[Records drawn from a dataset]
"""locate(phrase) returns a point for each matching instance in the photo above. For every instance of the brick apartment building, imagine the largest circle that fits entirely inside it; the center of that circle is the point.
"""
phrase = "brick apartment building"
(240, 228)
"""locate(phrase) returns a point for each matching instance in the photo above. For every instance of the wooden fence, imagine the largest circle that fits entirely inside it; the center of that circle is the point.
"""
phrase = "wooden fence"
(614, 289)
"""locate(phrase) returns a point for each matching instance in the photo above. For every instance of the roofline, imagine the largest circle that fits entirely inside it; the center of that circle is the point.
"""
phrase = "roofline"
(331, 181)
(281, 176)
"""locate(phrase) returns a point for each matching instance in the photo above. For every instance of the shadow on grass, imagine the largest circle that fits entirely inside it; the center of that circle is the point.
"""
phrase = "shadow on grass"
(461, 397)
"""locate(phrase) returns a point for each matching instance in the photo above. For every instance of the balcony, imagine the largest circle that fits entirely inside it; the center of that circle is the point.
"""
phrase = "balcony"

PROBLEM STATEMENT: Each record above is to be restated word for word.

ANSWER SPACE:
"""locate(phrase) returns a point for each matching instance in the photo above. For every instance of the brick apartment building, imagine the largest circle that fits entirely inside it; the center of that circle is the point.
"""
phrase = "brick apartment building"
(240, 228)
"""locate(phrase) returns a point for each matching instance in the photo above. For every instance of the wooden fence, imagine the largest circle that fits entirely inside it; the center of that circle is the point.
"""
phrase = "wooden fence"
(614, 289)
"""locate(phrase) returns a point for each matching instance in the photo above. For every instance of the roofline, imagine the largest circle that fits entirely inside it; the center of that circle is the point.
"""
phrase = "roofline"
(331, 181)
(281, 176)
"""locate(phrase) returns a point for each matching instance in the photo above. For every instance of the shadow on grass, imagine the largest circle that fits entirely inside it; the center of that circle is the point.
"""
phrase = "shadow on grass"
(461, 397)
"""locate(phrase) returns a point for each matching instance in the photo above. For every instance of the balcony, imagine the largest circle that fits entirely inside it; the center of that circle is the point.
"""
phrase = "balcony"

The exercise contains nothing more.